• [Excerpted text]
There was, it seemed, no “necessary” forces at work behind this collapse. There was a basis for a reasonable expectation that the Soviet Union would be able to continue indefinitely, albeit perhaps with declining performance, absent a political revolution by the working class. But it did not — it collapsed.

Humpty-Dumptski was pushed?

The idea a centrally planned economy could collapse is so counter-intuitive to some scholars they suggest the Soviet Union, like Humpty Dumpty, did not fall: it was pushed. Michael Lebowitz, for instance, set out the following thesis in his book, “The Contradictions of ‘Real Socialism'”:

“The relationship within “real socialism” between the vanguard as conductor and a conducted working class, however, did not only lead to the deformation of workers and those elements necessary for the building of socialism; it also created the conditions in which enterprise managers emerged as an incipient capitalist class, which was an immediate source of the crises of “real socialism.”

In a similar vein Kotz argues this “incipient capitalist class” directly acted to dismantle the Soviet centrally planned economy because only in this way could it attain the status of a conventional exploiting class:

“The Soviet model, despite its having given birth to a privileged ruling elite, did not create a system of exploitation that was viable over the long run.”

According to Kotz, the party-state elite moved to dismantle the SU to realize themselves as capitalist owners of property. Actors like Yeltsin cynically exploited the dissatisfaction of the masses against privileges of the elite not to end those privileges but to dismantle the Soviet system itself, to realize themselves as a new capitalist class:

“Thus, the mantra-like call for a free-market economy, initiated by the intelligentsia, was soon picked up by Boris Yeltsin and his associates as the way to simultaneously signal to the elite his plan to bring capitalism and great private wealth to the elite, while seeming to cater to the leveling desires of ordinary citizens (and ordinary voters).”

This is a far-fetched explanation to say the least, because Kotz doesn’t explain why or how the SU regressed to an inferior, less advanced, mode of production. Assuming the Soviet Union was a more advanced social system than western capitalism, which Lebowitz and Kotz do, this means a society deliberately discarded a more advanced instrument of production in favor of an inferior one. This is the problem with all theories of “restoration of capitalism” — they all assume society is taking a step backward without demonstrating how this can happen. I am sure many capitalists would not mind living in a feudal arrangement with their workers, but organizing this arrangement is impossible.

• [Goals]
a) In the excerpt on the collapse of the Soviet Union, what is the title of the book in which Michael Lebowitz sets out his thesis?
b) Write a continuation of the excerpt on the Soviet Union's collapse, beginning after its final sentence.

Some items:
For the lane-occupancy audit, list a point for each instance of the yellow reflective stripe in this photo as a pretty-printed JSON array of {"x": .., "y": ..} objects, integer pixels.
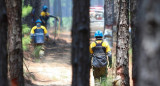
[
  {"x": 32, "y": 30},
  {"x": 45, "y": 30}
]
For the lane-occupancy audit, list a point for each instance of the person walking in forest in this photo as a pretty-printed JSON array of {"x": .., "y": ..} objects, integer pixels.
[
  {"x": 99, "y": 51},
  {"x": 44, "y": 16},
  {"x": 38, "y": 34}
]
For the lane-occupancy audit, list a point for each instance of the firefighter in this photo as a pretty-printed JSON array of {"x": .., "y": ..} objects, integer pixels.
[
  {"x": 99, "y": 51},
  {"x": 44, "y": 16},
  {"x": 38, "y": 35}
]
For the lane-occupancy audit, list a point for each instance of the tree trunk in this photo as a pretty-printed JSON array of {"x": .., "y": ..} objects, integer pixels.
[
  {"x": 80, "y": 43},
  {"x": 3, "y": 45},
  {"x": 149, "y": 56},
  {"x": 58, "y": 10},
  {"x": 28, "y": 19},
  {"x": 109, "y": 20},
  {"x": 36, "y": 5},
  {"x": 15, "y": 52},
  {"x": 135, "y": 42},
  {"x": 123, "y": 43}
]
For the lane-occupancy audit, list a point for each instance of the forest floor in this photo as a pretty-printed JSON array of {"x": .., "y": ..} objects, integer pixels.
[{"x": 54, "y": 69}]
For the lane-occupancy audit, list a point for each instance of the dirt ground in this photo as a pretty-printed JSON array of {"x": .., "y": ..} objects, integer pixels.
[{"x": 54, "y": 69}]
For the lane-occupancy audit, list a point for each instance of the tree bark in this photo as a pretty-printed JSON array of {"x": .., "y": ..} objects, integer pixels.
[
  {"x": 28, "y": 19},
  {"x": 15, "y": 52},
  {"x": 80, "y": 43},
  {"x": 135, "y": 41},
  {"x": 3, "y": 45},
  {"x": 123, "y": 43},
  {"x": 109, "y": 20},
  {"x": 149, "y": 26},
  {"x": 36, "y": 5}
]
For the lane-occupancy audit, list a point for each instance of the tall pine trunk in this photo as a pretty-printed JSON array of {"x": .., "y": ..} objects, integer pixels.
[
  {"x": 28, "y": 19},
  {"x": 135, "y": 41},
  {"x": 36, "y": 5},
  {"x": 3, "y": 45},
  {"x": 123, "y": 43},
  {"x": 80, "y": 43},
  {"x": 149, "y": 56},
  {"x": 57, "y": 9},
  {"x": 109, "y": 20},
  {"x": 15, "y": 52}
]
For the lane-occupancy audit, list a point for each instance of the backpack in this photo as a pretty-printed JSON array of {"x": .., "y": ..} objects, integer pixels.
[{"x": 99, "y": 56}]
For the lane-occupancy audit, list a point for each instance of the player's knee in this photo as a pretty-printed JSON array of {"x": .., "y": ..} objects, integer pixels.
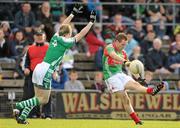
[{"x": 42, "y": 100}]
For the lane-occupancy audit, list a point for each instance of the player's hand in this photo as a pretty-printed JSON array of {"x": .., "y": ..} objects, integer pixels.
[
  {"x": 93, "y": 16},
  {"x": 26, "y": 71},
  {"x": 78, "y": 9},
  {"x": 127, "y": 63}
]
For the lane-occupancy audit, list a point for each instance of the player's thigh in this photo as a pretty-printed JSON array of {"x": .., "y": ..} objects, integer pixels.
[
  {"x": 132, "y": 85},
  {"x": 42, "y": 93}
]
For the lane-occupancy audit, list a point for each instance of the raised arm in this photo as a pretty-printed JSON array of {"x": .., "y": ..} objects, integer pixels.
[
  {"x": 76, "y": 10},
  {"x": 86, "y": 29}
]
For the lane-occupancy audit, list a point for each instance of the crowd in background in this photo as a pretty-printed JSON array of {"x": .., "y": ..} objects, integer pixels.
[{"x": 147, "y": 34}]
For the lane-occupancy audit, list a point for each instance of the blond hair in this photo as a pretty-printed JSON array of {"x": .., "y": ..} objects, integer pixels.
[
  {"x": 64, "y": 29},
  {"x": 121, "y": 36}
]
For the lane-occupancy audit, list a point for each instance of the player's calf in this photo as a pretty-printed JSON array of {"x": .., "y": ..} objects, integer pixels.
[{"x": 157, "y": 88}]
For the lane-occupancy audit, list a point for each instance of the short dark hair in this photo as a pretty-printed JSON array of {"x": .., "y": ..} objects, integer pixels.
[
  {"x": 121, "y": 36},
  {"x": 64, "y": 29}
]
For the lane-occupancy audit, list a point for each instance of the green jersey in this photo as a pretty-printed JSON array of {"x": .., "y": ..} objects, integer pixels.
[
  {"x": 57, "y": 48},
  {"x": 111, "y": 66}
]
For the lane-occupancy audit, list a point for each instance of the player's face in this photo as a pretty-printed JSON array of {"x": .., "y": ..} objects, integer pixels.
[
  {"x": 121, "y": 44},
  {"x": 40, "y": 38},
  {"x": 73, "y": 76}
]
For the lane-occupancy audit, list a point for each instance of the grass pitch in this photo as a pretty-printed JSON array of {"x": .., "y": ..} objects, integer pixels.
[{"x": 81, "y": 123}]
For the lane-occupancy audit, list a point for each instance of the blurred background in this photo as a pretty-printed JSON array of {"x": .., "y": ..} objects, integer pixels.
[{"x": 153, "y": 30}]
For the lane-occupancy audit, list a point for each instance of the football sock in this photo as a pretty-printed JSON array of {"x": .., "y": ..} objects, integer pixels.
[
  {"x": 149, "y": 90},
  {"x": 25, "y": 112},
  {"x": 135, "y": 117},
  {"x": 28, "y": 103}
]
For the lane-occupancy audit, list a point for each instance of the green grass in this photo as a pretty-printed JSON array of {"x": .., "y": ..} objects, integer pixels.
[{"x": 80, "y": 123}]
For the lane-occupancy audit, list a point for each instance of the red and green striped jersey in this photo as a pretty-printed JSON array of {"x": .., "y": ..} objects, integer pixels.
[{"x": 111, "y": 66}]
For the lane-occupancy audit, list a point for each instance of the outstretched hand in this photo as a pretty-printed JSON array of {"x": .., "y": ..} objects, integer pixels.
[
  {"x": 93, "y": 16},
  {"x": 127, "y": 63},
  {"x": 78, "y": 9}
]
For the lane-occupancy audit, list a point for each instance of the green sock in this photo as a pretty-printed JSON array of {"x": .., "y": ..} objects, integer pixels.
[
  {"x": 28, "y": 103},
  {"x": 25, "y": 112}
]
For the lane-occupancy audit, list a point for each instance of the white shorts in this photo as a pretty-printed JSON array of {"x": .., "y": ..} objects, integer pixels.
[
  {"x": 39, "y": 73},
  {"x": 117, "y": 82}
]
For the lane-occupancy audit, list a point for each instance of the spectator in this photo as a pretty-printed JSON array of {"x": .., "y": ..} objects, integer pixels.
[
  {"x": 149, "y": 27},
  {"x": 34, "y": 56},
  {"x": 37, "y": 26},
  {"x": 140, "y": 9},
  {"x": 73, "y": 84},
  {"x": 174, "y": 56},
  {"x": 59, "y": 78},
  {"x": 6, "y": 48},
  {"x": 132, "y": 43},
  {"x": 98, "y": 82},
  {"x": 156, "y": 60},
  {"x": 20, "y": 45},
  {"x": 169, "y": 16},
  {"x": 6, "y": 28},
  {"x": 19, "y": 42},
  {"x": 25, "y": 19},
  {"x": 147, "y": 43},
  {"x": 95, "y": 39},
  {"x": 178, "y": 85},
  {"x": 45, "y": 17},
  {"x": 148, "y": 78}
]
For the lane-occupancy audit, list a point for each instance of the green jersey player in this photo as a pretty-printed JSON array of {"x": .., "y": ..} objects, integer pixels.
[
  {"x": 42, "y": 74},
  {"x": 118, "y": 82}
]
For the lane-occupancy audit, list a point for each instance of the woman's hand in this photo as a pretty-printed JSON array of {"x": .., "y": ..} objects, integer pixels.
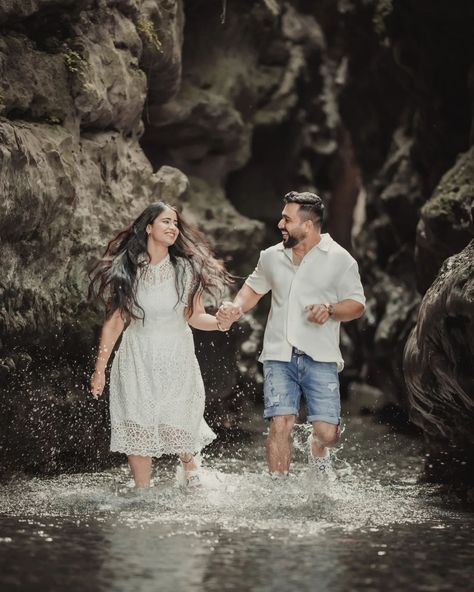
[{"x": 97, "y": 384}]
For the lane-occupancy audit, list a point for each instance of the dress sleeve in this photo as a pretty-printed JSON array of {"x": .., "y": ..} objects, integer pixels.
[
  {"x": 350, "y": 286},
  {"x": 258, "y": 280}
]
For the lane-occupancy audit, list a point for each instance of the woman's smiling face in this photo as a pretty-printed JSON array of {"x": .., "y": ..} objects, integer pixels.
[{"x": 164, "y": 229}]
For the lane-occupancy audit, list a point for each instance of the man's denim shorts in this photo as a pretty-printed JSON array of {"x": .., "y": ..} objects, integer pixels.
[{"x": 285, "y": 382}]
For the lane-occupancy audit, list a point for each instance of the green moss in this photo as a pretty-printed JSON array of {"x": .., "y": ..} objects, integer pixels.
[
  {"x": 147, "y": 29},
  {"x": 383, "y": 9},
  {"x": 75, "y": 63},
  {"x": 53, "y": 120}
]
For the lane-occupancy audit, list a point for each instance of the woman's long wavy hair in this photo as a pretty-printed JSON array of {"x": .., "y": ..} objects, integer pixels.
[{"x": 114, "y": 279}]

• [Responses per task]
a) The Contradictions of 'Real Socialism'

b)
The state as a necessary form of surplus value

To understand what Lebowitz and Kotz propose: the US government consumes a mass of surplus value each year equal to about a quarter of US GDP. In theory, this could, if “privatized”, be an incredible mass of profit for the capitalist class amounting to four trillion dollars annually — easily more than the total profits of all US capitalist enterprises combined. However, any attempt to dismantle the US government and privatize this surplus value would bring capitalism to an end. The Federal government is not just a form of surplus value it is the only form this surplus value can take. Without the federal government consuming a quarter of US annual output unproductively, US capitalism would collapse. Lebowitz and Kotz are making a similar argument for the Soviet Union: that the wealth unproductively consumed by the Soviet state could be privatized. It is an interesting argument, but one that has to be demonstrated within the assumptions of labor theory.

The concept, however credible to us in the west, is on the level of managers of General Electric breaking up that corporation because they each wanted their own little entrepreneurial fiefdom. What mass of surplus value could these managers expect to realize in a fragmented Soviet capital that could not be realized as a whole? Who would seriously believe that dismantling the centrally planned economy and breaking up Soviet capital into pieces would produce more surplus value? A breakup of the Soviet Union’s centrally planned economy was nothing more than a recipe for exactly what happen: a tremendous and destructive economic implosion with unpredictable results — that included tens of thousands of nuclear warheads.

The USSR as a company town

Another, perhaps more promising, route of analysis is to describe the Soviet Union as what it was: a company town, a territory controlled by a single all-encompassing capital that ran both “the economy” and “the state” or, more accurately, fused both economy and state in itself. This opposing alternative argument to Lebowitz’s managerial counter-revolution assumes Soviet relations of production were then identical to any corporation, except the state itself is the capitalist. The superiority of this analysis is that we can then subject the collapse of the Soviet Union to labor theory analysis. This presupposes the state, acting as capitalist, is driven by the very same laws that drive any capital: the production of surplus value.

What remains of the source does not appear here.